_Pedido escrito 1_
Por favor, reproduza fielmente as linhas listadas, começando pela que contém "Test yourself! Look at the image and find the gray" e seguindo até à que contém "[154,279,272,381]", ambas incluídas.

━━ Texto extraído ━━

Como é sabido, o nº1 do artº 1225º estabelece um regime especial de responsabilidade do empreiteiro, no caso de imóveis de longa duração, responsabilidade essa perante o dono da obra ou terceiro adquirente.
Ora, o acrescento relativo ao “terceiro adquirente” deveu-se à redacção que à norma veio dar o disposto no D.-L. nº 267/94 de 25 de Outubro. Como resulta do seu preâmbulo, visou-se com aquele Diploma proteger o direito do cidadão adquirente, enquanto consumidor, responsabilizando o empreiteiro, “…tenha ou não sido ele o vendedor, não só perante o dono da obra, como já sucedia anteriormente, mas também perante terceiro que adquiriu o imóvel…”.
No encalço de tal modificação normativa, o mesmo diploma acrescentou o já referido nº4, com a seguinte redacção: “O disposto nos números anteriores é aplicável ao vendedor do imóvel que o tenha construído, modificado ou reparado”.

━━━

_Pedido escrito 2_
Responda com base no texto extraído:
(a) Segundo o nº1 do artº 1225º, perante quem responde o empreiteiro no caso de imóveis de longa duração?
(b) Que diploma deu à norma a redação com o acrescento relativo ao "terceiro adquirente"?
(c) De acordo com o nº4, a quem é aplicável o disposto nos números anteriores?

━━ Linhas listadas ━━

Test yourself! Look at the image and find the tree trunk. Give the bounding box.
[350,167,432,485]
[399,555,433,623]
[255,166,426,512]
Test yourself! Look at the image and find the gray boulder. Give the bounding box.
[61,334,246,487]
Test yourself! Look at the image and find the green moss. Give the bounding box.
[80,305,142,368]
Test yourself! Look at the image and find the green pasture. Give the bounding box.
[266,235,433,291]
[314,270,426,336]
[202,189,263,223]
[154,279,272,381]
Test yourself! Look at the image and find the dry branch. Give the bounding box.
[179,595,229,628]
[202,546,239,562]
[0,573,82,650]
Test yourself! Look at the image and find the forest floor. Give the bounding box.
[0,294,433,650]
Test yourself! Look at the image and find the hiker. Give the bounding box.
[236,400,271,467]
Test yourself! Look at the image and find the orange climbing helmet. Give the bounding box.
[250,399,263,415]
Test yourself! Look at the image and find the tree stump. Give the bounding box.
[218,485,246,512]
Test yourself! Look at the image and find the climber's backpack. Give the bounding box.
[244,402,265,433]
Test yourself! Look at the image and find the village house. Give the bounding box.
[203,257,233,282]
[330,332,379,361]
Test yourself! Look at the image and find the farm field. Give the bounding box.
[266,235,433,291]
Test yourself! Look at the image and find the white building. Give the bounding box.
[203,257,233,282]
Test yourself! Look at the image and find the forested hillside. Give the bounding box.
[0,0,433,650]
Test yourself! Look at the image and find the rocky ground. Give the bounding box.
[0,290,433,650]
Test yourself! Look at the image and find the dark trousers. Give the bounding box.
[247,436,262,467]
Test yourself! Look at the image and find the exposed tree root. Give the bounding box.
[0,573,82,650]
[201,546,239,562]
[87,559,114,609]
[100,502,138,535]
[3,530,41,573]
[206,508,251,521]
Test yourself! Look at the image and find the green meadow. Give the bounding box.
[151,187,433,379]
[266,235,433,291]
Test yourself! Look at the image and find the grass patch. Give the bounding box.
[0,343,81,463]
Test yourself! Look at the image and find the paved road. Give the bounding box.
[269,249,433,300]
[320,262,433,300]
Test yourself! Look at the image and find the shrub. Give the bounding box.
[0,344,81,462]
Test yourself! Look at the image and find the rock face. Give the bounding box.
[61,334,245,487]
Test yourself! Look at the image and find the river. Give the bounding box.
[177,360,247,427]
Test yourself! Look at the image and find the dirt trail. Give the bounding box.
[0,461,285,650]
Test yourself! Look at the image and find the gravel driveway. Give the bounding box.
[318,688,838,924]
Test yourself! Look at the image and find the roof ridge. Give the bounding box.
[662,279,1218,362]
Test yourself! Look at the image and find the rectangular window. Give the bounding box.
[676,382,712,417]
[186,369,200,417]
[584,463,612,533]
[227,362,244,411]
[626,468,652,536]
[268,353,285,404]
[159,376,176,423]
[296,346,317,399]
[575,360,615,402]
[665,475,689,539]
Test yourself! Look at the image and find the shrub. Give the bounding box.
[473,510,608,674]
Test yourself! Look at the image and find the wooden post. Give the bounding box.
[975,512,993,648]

━━━

_Resposta correta 1_
Test yourself! Look at the image and find the gray boulder. Give the bounding box.
[61,334,246,487]
Test yourself! Look at the image and find the green moss. Give the bounding box.
[80,305,142,368]
Test yourself! Look at the image and find the green pasture. Give the bounding box.
[266,235,433,291]
[314,270,426,336]
[202,189,263,223]
[154,279,272,381]

_Resposta correta 2_
(a) Perante o dono da obra ou terceiro adquirente.
(b) O D.-L. nº 267/94 de 25 de Outubro.
(c) Ao vendedor do imóvel que o tenha construído, modificado ou reparado.